*** Opening SUPPLIED RECORDS ***

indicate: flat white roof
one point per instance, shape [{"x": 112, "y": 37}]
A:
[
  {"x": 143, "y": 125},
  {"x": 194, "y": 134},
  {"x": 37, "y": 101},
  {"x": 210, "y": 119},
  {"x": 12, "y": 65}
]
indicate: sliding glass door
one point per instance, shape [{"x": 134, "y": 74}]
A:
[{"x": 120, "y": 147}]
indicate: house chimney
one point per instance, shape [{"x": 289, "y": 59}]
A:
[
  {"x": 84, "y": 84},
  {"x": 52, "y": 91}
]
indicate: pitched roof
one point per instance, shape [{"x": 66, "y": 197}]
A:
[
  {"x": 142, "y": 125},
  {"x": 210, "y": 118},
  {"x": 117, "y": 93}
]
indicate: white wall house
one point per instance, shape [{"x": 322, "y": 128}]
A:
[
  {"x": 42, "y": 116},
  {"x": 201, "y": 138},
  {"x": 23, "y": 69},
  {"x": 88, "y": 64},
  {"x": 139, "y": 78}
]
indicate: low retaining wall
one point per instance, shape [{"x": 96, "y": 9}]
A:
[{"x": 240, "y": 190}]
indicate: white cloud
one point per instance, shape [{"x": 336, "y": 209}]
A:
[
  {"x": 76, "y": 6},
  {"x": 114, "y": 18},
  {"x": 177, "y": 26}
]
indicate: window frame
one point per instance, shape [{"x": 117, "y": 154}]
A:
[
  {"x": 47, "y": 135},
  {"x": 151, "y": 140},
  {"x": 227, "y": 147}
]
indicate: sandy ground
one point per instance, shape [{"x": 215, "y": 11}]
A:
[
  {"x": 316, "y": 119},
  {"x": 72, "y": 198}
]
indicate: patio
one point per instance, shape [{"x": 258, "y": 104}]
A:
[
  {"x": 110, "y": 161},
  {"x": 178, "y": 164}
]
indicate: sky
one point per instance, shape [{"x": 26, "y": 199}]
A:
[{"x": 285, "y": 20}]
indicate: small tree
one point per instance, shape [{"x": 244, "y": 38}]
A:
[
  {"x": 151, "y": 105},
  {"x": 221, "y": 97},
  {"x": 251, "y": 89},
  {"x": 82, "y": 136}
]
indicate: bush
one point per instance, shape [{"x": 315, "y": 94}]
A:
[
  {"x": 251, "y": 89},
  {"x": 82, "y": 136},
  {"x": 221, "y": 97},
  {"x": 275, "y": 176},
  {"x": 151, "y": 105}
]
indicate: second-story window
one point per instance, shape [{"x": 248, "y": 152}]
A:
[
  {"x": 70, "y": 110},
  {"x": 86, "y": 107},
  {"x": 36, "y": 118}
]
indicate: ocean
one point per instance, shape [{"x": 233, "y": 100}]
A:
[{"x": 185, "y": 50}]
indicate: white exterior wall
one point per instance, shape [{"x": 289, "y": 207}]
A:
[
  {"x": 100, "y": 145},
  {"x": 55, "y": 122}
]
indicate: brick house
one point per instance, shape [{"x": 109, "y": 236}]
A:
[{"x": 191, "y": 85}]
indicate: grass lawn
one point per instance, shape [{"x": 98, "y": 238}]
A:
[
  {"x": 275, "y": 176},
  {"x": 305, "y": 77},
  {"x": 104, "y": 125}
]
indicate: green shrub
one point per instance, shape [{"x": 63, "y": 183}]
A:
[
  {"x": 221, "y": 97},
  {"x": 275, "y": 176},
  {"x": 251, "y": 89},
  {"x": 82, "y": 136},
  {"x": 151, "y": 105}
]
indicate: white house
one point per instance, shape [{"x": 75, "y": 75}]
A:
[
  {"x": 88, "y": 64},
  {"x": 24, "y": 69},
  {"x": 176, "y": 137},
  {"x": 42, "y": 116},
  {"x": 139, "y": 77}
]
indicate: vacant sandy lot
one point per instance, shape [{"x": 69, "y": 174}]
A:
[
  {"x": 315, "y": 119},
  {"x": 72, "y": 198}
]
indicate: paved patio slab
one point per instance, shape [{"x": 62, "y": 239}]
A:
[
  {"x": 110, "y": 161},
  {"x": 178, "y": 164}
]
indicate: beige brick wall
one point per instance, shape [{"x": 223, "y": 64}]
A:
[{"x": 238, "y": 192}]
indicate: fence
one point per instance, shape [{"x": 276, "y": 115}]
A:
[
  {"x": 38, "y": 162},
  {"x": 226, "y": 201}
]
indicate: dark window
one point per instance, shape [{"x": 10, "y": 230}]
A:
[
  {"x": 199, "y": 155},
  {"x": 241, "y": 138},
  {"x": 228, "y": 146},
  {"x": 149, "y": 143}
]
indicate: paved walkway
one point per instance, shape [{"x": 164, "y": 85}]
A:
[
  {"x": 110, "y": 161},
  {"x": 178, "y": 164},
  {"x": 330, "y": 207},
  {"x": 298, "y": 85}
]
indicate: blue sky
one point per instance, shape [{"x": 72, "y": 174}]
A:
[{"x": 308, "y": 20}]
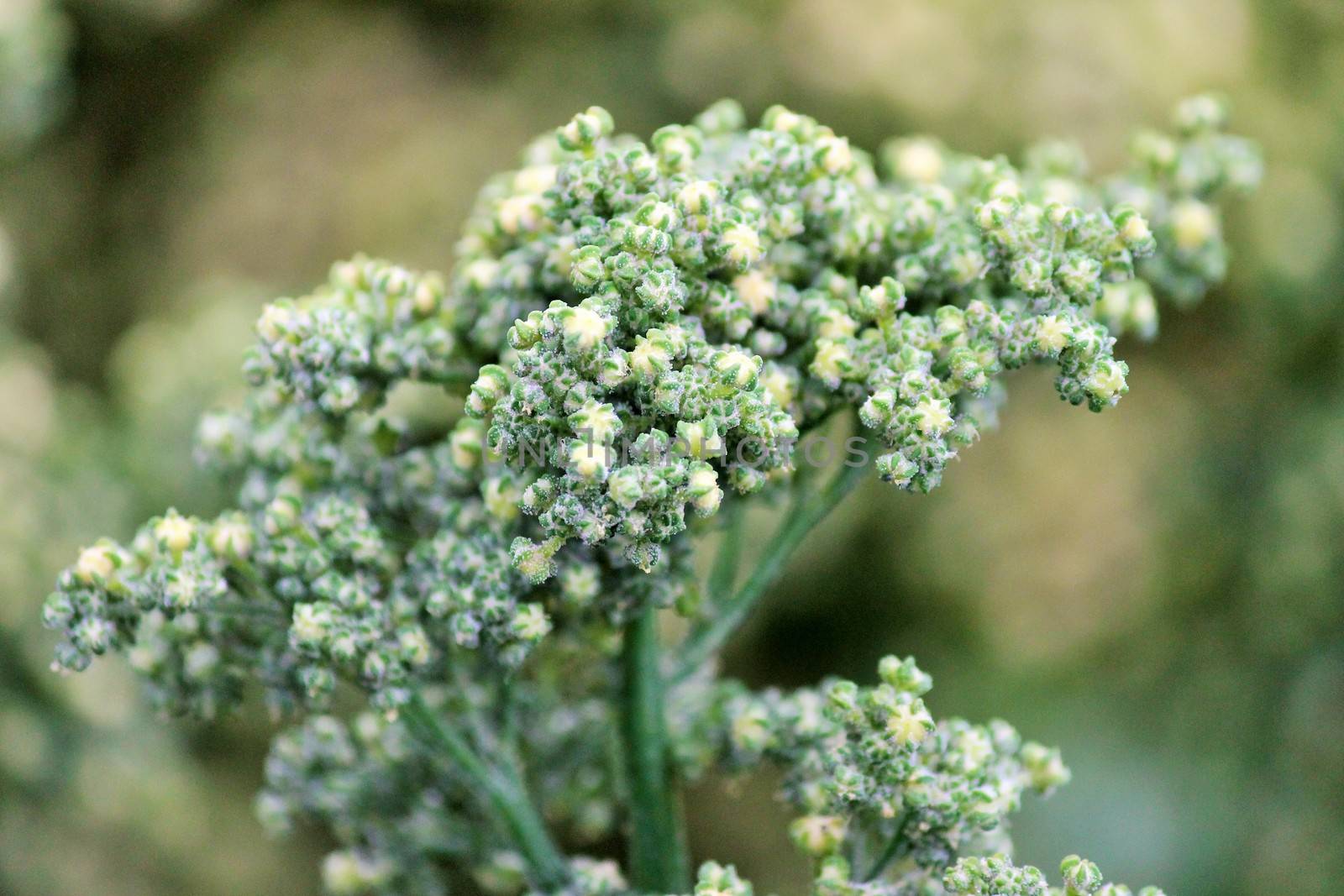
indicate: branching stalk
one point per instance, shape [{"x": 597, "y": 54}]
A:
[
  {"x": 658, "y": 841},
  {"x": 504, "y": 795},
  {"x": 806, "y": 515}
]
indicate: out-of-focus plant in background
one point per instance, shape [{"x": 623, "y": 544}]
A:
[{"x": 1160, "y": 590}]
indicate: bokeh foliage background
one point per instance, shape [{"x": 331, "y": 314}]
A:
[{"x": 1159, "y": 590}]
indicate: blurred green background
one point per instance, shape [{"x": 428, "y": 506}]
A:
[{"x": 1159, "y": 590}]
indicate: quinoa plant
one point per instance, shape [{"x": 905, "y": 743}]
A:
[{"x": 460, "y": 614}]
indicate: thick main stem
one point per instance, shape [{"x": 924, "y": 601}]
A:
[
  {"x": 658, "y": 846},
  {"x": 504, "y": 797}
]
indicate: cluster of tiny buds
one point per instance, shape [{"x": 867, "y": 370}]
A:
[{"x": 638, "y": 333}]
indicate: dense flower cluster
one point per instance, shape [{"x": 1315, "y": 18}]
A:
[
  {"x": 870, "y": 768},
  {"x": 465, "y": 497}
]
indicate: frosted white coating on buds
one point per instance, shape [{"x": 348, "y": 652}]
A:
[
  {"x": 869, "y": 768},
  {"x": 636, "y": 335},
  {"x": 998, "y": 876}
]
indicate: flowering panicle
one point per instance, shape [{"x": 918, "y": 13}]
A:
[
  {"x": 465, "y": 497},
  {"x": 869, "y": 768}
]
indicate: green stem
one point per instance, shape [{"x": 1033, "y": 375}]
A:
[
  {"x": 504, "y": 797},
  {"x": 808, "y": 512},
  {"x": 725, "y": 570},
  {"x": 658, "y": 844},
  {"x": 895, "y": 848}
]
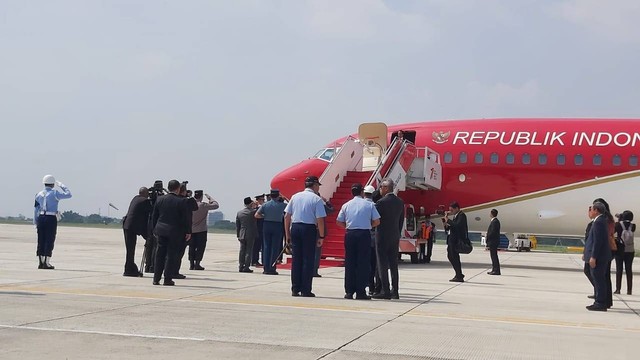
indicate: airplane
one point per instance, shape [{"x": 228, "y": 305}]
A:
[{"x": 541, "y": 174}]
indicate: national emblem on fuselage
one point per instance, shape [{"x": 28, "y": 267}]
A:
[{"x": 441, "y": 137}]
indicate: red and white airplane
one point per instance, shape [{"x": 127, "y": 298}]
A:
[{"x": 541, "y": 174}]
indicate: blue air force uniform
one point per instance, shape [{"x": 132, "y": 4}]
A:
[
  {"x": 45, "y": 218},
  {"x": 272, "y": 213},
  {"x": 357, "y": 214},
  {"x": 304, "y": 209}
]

*** Closing SUPPLIED RECORDS ***
*** Opening SUPPLIED RECORDS ***

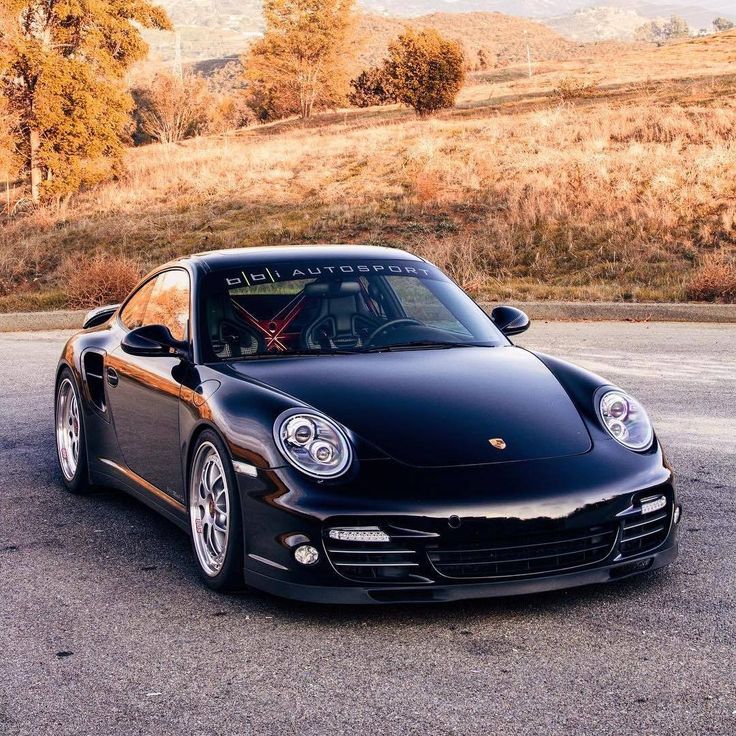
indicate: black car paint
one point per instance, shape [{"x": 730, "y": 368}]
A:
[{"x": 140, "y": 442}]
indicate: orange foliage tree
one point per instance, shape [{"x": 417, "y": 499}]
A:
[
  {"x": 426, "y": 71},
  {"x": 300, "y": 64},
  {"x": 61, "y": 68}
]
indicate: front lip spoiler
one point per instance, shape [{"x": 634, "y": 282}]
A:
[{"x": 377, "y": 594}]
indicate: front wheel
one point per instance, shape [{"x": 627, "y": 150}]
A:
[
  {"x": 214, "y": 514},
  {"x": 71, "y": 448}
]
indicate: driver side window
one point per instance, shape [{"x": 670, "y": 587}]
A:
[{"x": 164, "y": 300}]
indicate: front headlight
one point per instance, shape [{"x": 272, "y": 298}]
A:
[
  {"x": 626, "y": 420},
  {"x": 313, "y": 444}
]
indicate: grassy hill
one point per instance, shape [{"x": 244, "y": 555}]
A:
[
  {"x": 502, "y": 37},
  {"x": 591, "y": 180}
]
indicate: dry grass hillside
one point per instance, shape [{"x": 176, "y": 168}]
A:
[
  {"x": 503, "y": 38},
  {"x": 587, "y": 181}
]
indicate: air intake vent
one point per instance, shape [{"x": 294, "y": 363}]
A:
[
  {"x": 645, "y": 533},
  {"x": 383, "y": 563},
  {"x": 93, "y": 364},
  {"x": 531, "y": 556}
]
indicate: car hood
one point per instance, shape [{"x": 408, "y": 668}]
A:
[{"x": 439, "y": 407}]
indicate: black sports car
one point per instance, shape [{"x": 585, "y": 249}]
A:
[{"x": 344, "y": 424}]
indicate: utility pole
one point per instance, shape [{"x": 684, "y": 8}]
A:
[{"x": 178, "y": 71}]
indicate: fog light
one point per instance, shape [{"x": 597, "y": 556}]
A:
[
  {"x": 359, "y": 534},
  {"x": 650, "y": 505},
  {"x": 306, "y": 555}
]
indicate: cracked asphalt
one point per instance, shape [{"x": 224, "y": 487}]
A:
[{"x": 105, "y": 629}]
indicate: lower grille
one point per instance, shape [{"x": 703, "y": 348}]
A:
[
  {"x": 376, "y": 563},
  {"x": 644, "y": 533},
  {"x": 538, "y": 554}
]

*** Closing SUPPLIED RECORDS ***
*** Opening SUPPLIED RECORDS ***

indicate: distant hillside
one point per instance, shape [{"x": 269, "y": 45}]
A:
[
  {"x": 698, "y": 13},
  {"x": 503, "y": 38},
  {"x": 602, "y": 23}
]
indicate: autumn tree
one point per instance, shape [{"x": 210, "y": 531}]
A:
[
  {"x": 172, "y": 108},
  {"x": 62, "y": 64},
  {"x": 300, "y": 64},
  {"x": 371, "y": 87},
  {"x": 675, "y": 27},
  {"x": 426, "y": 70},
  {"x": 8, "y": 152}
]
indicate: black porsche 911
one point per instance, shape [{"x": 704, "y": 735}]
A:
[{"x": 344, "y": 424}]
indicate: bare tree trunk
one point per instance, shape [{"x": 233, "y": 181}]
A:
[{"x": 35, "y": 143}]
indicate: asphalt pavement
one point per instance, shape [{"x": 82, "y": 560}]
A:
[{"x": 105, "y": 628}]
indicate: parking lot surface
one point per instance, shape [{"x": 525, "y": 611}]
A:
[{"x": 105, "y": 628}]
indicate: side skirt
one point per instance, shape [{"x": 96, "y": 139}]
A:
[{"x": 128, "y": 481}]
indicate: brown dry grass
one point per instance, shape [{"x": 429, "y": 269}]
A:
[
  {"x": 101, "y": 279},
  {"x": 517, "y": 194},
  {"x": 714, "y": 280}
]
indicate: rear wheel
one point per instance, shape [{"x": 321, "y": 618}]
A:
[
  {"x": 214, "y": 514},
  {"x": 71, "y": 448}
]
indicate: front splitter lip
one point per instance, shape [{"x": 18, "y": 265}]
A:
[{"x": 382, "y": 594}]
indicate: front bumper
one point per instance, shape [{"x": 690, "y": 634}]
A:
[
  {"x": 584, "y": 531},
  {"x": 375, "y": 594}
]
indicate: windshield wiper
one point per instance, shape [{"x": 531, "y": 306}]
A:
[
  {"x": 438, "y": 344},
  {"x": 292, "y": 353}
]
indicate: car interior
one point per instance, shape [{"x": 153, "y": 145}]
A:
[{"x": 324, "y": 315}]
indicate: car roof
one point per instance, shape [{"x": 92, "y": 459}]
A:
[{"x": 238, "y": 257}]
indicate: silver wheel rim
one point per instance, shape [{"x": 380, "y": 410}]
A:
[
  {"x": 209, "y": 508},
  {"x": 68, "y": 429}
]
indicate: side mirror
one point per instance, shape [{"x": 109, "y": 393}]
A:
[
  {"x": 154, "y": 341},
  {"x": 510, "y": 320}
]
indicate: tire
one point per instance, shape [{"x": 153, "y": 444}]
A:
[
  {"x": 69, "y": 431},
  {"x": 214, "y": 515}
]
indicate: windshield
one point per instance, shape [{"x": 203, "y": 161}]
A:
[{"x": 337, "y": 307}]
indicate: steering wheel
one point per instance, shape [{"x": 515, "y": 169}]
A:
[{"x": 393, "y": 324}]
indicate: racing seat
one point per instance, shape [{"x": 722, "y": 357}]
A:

*** Closing SUPPLIED RECORDS ***

Would you copy out each line of the records above where the word "paved" occurs?

indicate: paved patio slab
indicate: paved walkway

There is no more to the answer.